Exercise requirements: Count how many lines of the entries below contain the word "comma". Reply with the number alone.

Supplied data:
_ _ _

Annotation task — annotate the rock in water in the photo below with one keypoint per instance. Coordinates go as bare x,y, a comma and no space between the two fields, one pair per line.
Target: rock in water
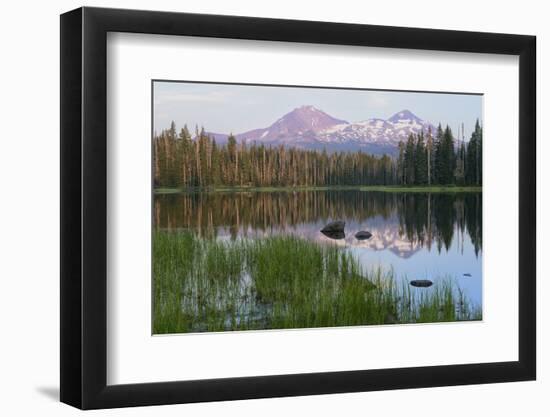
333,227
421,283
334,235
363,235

_ _ _

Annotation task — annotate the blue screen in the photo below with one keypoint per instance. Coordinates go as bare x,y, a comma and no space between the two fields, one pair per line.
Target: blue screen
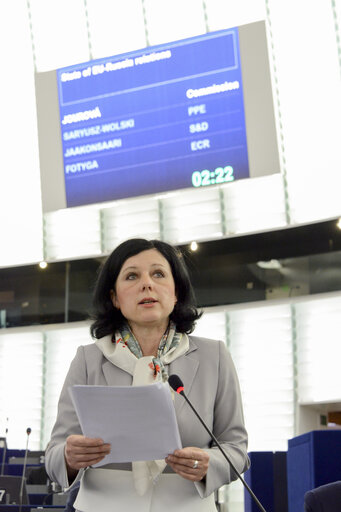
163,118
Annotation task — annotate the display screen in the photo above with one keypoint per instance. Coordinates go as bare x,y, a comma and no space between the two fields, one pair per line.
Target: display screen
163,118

_ _ _

Output of the exercise: 3